Lay out each line of the entries below as a Markdown table with the columns Row and Text, numbering the rows and skipping blank lines. Leave the pictures out.
•••••
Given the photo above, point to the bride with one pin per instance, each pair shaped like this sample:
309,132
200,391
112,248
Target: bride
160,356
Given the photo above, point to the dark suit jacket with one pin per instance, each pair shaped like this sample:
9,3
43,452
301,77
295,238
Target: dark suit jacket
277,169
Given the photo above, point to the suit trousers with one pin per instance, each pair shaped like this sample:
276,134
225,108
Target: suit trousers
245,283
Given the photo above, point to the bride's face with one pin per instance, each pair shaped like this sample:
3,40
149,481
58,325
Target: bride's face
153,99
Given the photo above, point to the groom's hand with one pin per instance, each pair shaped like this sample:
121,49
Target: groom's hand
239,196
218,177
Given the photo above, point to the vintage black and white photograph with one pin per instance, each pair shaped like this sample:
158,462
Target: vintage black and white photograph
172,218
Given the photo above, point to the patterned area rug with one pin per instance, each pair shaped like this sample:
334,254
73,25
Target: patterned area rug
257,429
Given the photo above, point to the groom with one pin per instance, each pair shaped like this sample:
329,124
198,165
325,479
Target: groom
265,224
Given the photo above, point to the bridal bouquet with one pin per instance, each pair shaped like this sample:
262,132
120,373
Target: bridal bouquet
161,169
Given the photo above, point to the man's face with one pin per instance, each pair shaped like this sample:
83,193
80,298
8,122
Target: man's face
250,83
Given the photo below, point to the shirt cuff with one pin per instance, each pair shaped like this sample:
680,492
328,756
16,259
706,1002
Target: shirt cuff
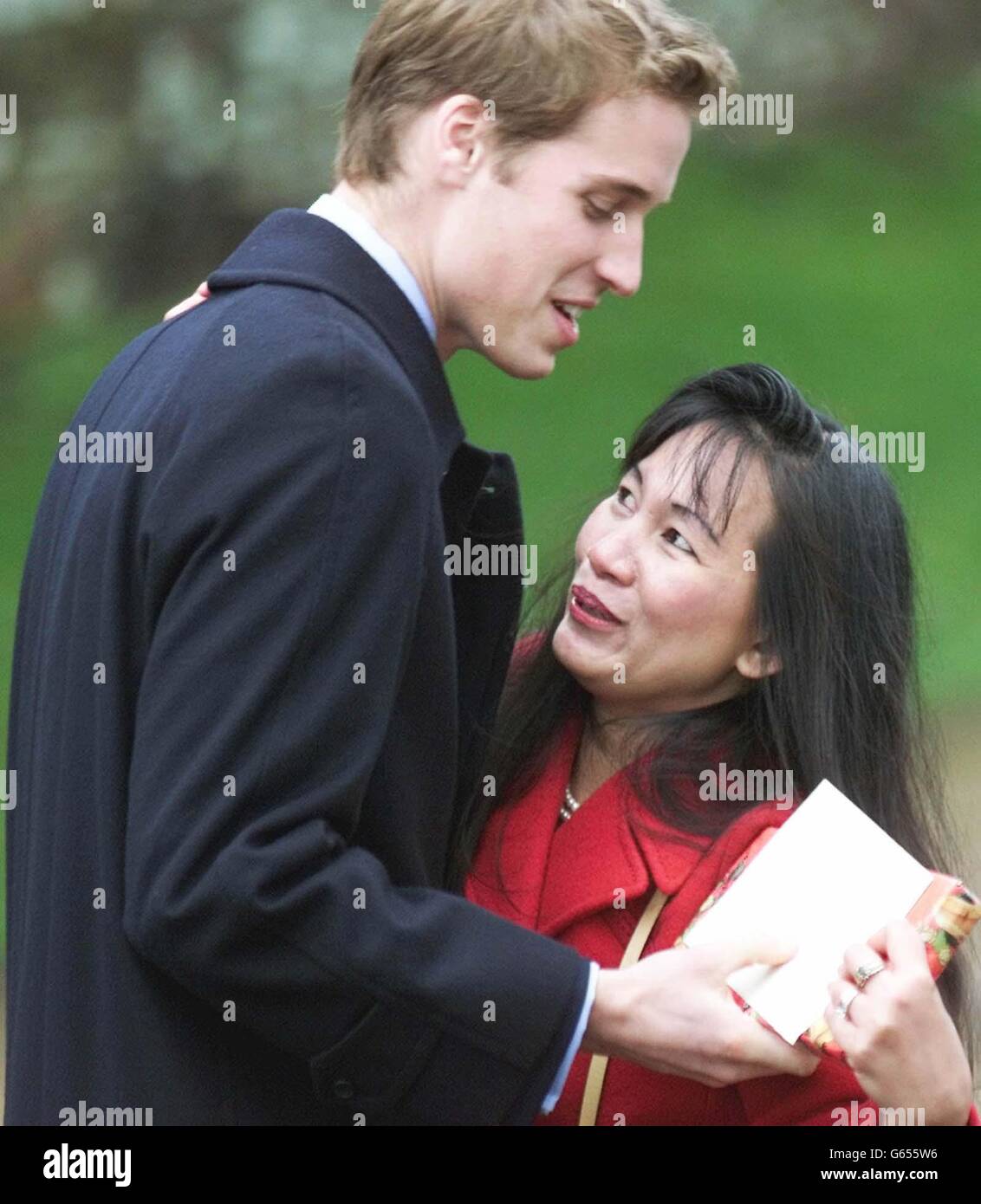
•••••
THE SOLUTION
| Row | Text |
|---|---|
| 1 | Given the photo above, point to the bride with one pin per instance, each pair shaped like this sample: |
| 2 | 309,132 |
| 3 | 200,391 |
| 4 | 112,248 |
| 5 | Target: bride |
| 6 | 160,356 |
| 7 | Given the photo above, point to the dark suit jacket with one pin per instance, each pair shaped like this sample: |
| 8 | 9,3 |
| 9 | 43,452 |
| 10 | 301,77 |
| 11 | 295,238 |
| 12 | Target: dark suit jacket |
| 13 | 277,169 |
| 14 | Given the photo above, point to the suit trousers with one pin per instance, each pair shaped like this sample: |
| 15 | 276,134 |
| 16 | 225,108 |
| 17 | Target: suit trousers |
| 18 | 245,283 |
| 19 | Given the photo above, point to the bride's face with one pin per instance, each pair shaped like this sample: |
| 20 | 3,40 |
| 21 | 149,481 |
| 22 | 58,325 |
| 23 | Target: bride's face |
| 24 | 153,99 |
| 25 | Given the photo above, point to the groom's hand with one pin per instance, each pair shaped like this sample: |
| 26 | 121,49 |
| 27 | Target: groom's hand |
| 28 | 239,196 |
| 29 | 218,177 |
| 30 | Given the photo above, point to the vintage black and white photograph with one pin per instance, each pair shaped like this sample: |
| 31 | 158,462 |
| 32 | Target: vintage black and white photograph |
| 33 | 172,218 |
| 34 | Given the photo above, point to the patterned area rug with one pin per instance, each pair shaped like this sample: |
| 35 | 334,254 |
| 36 | 73,25 |
| 37 | Target: patterned area rug |
| 38 | 257,429 |
| 39 | Given the photo above, point to the groom with one pin per instance, each pair shaped like this sample: |
| 40 | 329,124 |
| 41 | 198,165 |
| 42 | 325,479 |
| 43 | Target: groom |
| 44 | 265,224 |
| 45 | Given the photo above, point to the bridal bouquet with one pin per instance, each pair shaped like this sample: |
| 46 | 262,132 |
| 47 | 120,373 |
| 48 | Target: bridal bouquet |
| 49 | 161,169 |
| 50 | Given the photo above, point to the man's face with one pin per instance, each pair shaped like this sample: |
| 51 | 83,193 |
| 52 | 80,298 |
| 53 | 8,122 |
| 54 | Target: man's face |
| 55 | 250,83 |
| 56 | Given the photo below, point to the shirt cuff with one pin per instance, each pair shaped like this sample: |
| 57 | 680,492 |
| 58 | 328,756 |
| 59 | 16,259 |
| 60 | 706,1002 |
| 61 | Target: shirt cuff |